> [Aufgabe 1]: Gib den Text über Depression in genau zwei Sätzen wieder.
> [Aufgabe 2]: Setze den Text über Depression im Anschluss an seinen letzten Satz fort.

1 Depression – Was ist das? (S. 8-9)

1.1 Von der trüben Stimmung zur Depression
Nicht jede traurige Verstimmung darf mit einer Depression gleichgesetzt werden. Trübe Gedanken gehören zum Alltag, sie vergehen auch schnell wieder. Eine Enttäuschung wird nach Tagen durch neue Erlebnisse verdrängt. Die Zeit heilt Wunden. Beim Verlust oder Tod eines nahen, geliebten Menschen ist die Trauer oft tief und länger anhaltend, oft ein ganzes Jahr. Wir können aber voraussagen, dass sich die Stimmung fast immer wieder aufhellt. Eine solche traurige Verstimmung, auch wenn sie momentan noch so tief sitzt, bezeichnen wir nicht als Krankheit.

Schwermut, Melancholie oder moderner „Depressionen“ sind häufige Störungen und ernsthafte Erkrankungen, die den ganzen Menschen betreffen.

Sowohl seelische als auch körperliche Funktionen sind davon betroffen. Die seelischen Veränderungen betreffen vor allem das Gefühlsleben. Positive Gefühle, wie Freude, Lust, Energie, Interesse, Zufriedenheit, Entspannung fehlen oder treten stark in den Hintergrund. Negative, unangenehme und schmerzhafte Gefühle bestimmen in einem nicht bekannten Ausmaß das Leben. Zu diesen negativen Gefühlen gehören Niedergeschlagenheit, Traurigkeit, Angst, Verbitterung, Einsamkeitsgefühl, Hilflosigkeit, Verzweiflung und Hoffnungslosigkeit. Sie wechseln ab mit Phasen der Erschöpfung, der Schwermut und der Leere, bei der sich die Betroffenen wie „eingemauert“, isoliert und innerlich wie tot vorkommen.

Eine Depression betrifft jedoch auch die Leistungsfähigkeit, das Denken, das Gedächtnis und das Urteilsvermögen. Betroffene klagen über Konzentrationsmangel, über Gedächtnisschwächen und Probleme, sich Ereignisse zu merken. Sie ermüden leichter, haben weniger Ausdauer und Kraft. Selbst bei Alltäglichkeiten fällt die Entscheidung oft schwer und das Urteilsvermögen ist eingeschränkt.

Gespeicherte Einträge
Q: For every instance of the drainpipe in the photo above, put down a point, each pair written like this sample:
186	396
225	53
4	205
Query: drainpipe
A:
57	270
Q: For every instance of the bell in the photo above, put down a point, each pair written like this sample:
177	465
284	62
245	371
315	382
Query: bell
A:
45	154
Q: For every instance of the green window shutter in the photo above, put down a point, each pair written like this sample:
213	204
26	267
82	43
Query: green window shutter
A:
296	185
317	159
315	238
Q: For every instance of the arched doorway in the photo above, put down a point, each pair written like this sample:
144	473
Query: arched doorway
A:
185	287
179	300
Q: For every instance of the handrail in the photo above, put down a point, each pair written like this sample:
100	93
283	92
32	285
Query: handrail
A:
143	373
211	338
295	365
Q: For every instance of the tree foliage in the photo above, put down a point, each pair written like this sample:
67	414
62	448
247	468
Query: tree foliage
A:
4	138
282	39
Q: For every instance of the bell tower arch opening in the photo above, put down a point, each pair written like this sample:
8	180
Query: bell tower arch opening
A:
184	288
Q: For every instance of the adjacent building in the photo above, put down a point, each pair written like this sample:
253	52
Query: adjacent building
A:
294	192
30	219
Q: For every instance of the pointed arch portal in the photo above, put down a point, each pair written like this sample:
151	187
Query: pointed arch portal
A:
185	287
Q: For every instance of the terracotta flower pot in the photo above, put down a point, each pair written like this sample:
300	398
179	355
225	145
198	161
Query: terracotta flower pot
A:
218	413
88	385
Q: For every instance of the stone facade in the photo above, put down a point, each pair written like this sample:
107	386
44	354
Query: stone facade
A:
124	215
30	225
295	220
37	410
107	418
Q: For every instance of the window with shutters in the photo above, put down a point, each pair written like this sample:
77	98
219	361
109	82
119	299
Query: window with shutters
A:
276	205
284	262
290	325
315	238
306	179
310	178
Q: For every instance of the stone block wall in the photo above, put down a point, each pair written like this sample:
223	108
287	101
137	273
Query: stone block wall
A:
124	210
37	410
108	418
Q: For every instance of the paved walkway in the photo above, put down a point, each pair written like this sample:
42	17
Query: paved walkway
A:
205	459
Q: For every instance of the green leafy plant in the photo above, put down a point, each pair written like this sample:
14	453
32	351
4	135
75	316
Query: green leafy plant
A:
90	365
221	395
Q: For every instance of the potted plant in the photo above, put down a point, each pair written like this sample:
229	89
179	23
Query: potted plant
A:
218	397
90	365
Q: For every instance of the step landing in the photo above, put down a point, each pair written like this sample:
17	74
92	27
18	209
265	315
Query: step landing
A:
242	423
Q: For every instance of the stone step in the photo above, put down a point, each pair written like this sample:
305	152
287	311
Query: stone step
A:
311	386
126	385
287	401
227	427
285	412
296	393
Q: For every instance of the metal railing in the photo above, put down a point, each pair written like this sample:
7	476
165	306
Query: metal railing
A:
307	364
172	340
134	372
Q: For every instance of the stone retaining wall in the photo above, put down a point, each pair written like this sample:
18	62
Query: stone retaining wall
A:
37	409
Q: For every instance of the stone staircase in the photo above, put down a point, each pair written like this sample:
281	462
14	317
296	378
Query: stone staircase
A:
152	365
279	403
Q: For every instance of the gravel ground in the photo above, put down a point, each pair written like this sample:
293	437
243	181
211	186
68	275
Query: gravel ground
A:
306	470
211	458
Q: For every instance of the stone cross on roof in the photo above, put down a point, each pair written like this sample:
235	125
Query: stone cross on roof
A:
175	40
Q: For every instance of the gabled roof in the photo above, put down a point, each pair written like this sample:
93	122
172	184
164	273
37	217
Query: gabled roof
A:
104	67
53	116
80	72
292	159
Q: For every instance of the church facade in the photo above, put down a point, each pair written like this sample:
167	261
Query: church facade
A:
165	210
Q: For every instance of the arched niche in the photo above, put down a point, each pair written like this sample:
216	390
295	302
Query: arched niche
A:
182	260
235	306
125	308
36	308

> [Antwort 1]: Nicht jede traurige Verstimmung ist eine Depression, denn selbst tiefe Trauer nach dem Verlust eines geliebten Menschen hellt sich fast immer wieder auf und gilt nicht als Krankheit. Depressionen dagegen sind häufige, ernsthafte Erkrankungen, bei denen positive Gefühle zurücktreten, negative das Leben bestimmen und auch Leistungsfähigkeit, Denken, Gedächtnis und Urteilsvermögen beeinträchtigt sind.

> [Antwort 2]:
Verändert ist auch die Art und Weise, wie von Depression Betroffene sich selbst, ihre Angehörigen, ihre Lage, ihre Möglichkeiten und ihre Zukunft sehen. Es dominiert Pessimismus, auch wenn es dafür keinen eindeutigen Grund gibt. Die Umwelt, oft auch die Angehörigen werden als fremd, bedrohlich und feindselig erlebt. Die eigene Person ist schlecht und hat Schuld auf sich geladen. Das eigene Leben erscheint als eine Kette von Misserfolgen und Niederlagen. Die Zukunft ist unsicher, unausweichlich voll mit Bedrohlichem. Daher erleben viele depressive Menschen auch Angst und Hoffnungslosigkeit.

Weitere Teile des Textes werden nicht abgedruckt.